++++ Data for this task ++++

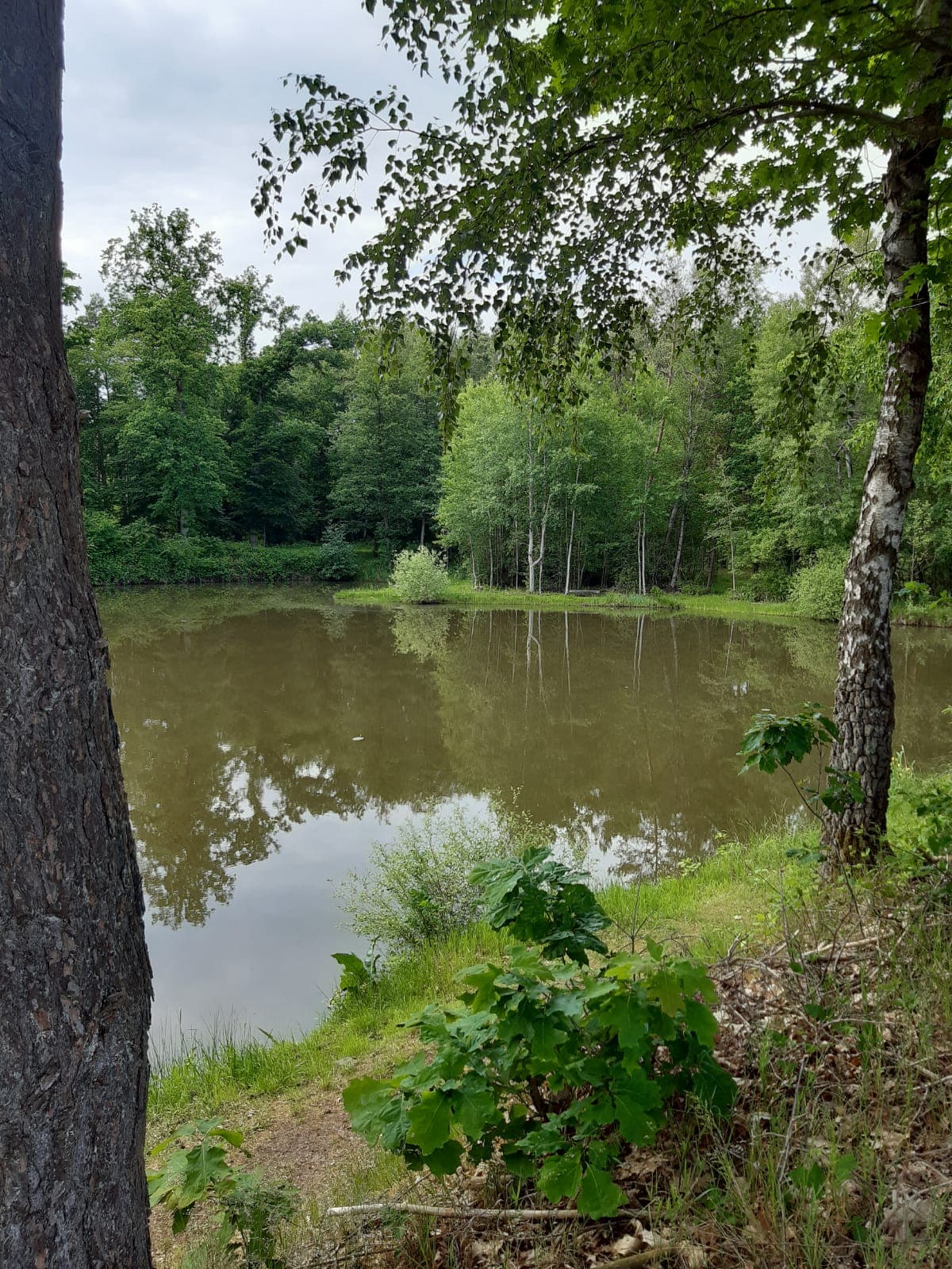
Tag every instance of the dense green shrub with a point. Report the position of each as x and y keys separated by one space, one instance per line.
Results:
x=818 y=590
x=137 y=553
x=549 y=1063
x=419 y=889
x=766 y=586
x=338 y=556
x=419 y=576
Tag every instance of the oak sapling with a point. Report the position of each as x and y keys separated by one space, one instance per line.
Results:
x=547 y=1059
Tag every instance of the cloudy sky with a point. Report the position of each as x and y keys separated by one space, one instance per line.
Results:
x=165 y=102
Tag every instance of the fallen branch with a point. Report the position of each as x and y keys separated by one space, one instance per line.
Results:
x=482 y=1213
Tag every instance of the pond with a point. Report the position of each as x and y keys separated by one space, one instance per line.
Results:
x=270 y=737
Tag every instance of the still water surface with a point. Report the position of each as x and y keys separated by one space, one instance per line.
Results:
x=271 y=736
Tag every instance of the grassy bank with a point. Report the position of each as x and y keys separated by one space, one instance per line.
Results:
x=735 y=890
x=465 y=594
x=835 y=1023
x=723 y=603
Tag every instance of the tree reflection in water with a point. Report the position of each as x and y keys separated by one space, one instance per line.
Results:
x=239 y=712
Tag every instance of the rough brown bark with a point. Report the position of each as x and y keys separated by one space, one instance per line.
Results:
x=74 y=972
x=865 y=701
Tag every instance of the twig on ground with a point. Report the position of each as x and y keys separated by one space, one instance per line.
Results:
x=482 y=1213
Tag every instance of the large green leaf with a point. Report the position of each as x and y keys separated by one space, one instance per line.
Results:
x=598 y=1194
x=431 y=1122
x=560 y=1177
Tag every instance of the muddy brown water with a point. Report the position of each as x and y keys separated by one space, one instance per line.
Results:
x=271 y=736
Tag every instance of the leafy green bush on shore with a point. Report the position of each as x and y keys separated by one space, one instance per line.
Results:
x=419 y=576
x=419 y=889
x=550 y=1061
x=818 y=589
x=122 y=555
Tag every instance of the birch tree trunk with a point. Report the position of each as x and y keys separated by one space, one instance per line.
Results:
x=74 y=972
x=865 y=701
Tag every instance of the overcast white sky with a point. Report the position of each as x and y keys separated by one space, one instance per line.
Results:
x=165 y=102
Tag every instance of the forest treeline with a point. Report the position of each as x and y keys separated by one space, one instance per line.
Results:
x=219 y=423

++++

What the exercise asks
Every line from the data above that contains "brown" must appear in the answer.

Your solution
Tag every instance of the rough brown bark with a point. Report the position of each as x and y keys separated by one space, one instance per line.
Tag every instance of the muddy brown water with a point. Report the position of each as x and y keys separated by one space, one instance per line.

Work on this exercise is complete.